▶ **WHAT TO DO**
Go through the entries below. Copy out every line that contains "stand".

»»

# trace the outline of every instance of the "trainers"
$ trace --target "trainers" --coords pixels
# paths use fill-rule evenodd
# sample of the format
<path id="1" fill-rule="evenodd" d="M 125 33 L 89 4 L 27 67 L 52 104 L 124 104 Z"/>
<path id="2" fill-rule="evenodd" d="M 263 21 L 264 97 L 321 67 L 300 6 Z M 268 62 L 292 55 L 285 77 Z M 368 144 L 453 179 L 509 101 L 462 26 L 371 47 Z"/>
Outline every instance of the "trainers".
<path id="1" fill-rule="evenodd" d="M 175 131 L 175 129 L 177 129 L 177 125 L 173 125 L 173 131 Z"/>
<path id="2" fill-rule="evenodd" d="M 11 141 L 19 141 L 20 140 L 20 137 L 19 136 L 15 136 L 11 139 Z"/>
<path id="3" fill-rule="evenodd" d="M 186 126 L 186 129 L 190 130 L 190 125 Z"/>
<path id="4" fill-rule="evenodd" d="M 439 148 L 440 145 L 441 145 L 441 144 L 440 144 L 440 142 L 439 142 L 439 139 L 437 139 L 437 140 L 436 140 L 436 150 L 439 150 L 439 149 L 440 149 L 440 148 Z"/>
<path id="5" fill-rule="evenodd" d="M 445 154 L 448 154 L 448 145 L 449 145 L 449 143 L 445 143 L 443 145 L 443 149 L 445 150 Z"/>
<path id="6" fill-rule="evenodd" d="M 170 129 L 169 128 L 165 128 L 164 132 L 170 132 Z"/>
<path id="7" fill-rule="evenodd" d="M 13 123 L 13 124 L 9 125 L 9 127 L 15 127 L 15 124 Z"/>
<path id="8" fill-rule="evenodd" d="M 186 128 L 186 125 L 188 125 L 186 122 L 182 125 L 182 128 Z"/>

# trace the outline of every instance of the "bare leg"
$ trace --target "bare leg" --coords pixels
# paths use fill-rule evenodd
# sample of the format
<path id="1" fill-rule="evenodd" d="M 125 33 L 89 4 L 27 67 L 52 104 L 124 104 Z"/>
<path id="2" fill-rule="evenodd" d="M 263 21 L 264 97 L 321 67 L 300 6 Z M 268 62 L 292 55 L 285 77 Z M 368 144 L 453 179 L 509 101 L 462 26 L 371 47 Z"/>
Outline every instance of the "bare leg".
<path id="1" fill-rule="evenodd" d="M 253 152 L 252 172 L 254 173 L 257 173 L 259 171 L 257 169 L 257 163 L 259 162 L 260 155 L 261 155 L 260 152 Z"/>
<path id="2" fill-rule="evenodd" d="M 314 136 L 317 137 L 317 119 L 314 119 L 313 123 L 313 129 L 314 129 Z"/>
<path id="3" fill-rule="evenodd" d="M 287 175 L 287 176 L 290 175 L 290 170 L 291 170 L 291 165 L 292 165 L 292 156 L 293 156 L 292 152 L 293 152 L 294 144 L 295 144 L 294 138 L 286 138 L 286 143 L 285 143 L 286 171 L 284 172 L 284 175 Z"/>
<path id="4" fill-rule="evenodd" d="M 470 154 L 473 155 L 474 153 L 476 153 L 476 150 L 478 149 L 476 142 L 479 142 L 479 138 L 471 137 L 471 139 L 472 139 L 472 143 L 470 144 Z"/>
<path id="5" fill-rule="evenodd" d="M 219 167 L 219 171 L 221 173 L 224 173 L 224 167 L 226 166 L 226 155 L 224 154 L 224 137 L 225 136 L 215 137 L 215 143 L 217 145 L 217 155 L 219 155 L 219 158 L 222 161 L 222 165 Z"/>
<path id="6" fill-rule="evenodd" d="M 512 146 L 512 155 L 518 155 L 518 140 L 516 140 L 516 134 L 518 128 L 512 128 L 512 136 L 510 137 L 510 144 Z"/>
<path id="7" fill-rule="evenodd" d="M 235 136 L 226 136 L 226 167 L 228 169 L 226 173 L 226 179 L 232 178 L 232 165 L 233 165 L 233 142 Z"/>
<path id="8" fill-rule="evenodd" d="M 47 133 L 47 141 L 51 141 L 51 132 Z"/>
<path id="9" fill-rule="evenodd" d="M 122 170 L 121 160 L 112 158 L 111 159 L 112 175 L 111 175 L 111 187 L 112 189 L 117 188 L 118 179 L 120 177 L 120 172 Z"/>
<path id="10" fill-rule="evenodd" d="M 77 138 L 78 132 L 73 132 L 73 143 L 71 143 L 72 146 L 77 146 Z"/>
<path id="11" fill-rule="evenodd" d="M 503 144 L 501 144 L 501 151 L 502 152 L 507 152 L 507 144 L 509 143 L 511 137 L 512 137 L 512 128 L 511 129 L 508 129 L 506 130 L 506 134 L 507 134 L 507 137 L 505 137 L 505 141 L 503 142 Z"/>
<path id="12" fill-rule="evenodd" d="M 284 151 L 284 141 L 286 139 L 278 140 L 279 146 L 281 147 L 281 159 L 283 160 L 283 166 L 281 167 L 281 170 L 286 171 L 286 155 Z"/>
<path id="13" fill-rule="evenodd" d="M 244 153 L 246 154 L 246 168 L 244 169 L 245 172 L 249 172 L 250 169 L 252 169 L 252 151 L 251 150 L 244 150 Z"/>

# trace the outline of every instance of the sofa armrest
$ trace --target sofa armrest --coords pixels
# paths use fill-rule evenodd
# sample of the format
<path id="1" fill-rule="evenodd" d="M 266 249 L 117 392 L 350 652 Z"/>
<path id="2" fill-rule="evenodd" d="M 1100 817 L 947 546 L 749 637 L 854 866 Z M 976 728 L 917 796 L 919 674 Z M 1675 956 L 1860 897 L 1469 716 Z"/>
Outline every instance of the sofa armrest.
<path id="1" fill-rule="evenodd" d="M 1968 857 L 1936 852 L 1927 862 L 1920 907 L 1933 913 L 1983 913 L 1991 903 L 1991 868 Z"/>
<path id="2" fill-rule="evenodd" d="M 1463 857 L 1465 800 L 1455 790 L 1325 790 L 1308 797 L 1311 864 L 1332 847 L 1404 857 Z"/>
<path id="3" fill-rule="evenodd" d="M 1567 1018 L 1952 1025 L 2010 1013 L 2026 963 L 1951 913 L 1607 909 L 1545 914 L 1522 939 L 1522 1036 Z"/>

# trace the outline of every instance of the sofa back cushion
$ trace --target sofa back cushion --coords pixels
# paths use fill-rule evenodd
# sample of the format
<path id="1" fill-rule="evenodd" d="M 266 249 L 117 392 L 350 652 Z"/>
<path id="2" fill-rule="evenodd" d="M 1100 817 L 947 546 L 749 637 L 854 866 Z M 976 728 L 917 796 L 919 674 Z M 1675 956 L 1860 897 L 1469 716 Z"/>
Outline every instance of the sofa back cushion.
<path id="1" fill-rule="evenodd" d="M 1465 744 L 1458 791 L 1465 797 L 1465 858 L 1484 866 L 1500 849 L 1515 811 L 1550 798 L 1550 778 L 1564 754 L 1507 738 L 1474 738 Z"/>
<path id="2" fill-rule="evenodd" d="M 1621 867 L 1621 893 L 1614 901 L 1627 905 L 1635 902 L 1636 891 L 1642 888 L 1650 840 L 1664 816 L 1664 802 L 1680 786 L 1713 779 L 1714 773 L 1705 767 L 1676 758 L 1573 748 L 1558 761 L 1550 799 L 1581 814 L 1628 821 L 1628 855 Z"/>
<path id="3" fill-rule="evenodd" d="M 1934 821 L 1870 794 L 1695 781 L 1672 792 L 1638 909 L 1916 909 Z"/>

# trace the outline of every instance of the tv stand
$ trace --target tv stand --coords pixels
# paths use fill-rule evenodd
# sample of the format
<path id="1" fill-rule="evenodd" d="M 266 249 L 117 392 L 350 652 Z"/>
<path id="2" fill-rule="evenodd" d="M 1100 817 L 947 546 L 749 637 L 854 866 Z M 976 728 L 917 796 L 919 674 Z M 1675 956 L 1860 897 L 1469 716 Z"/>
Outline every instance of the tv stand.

««

▶ **OUTPUT**
# trace the outline of every instance of the tv stand
$ trace --target tv stand --coords pixels
Outline every instance of the tv stand.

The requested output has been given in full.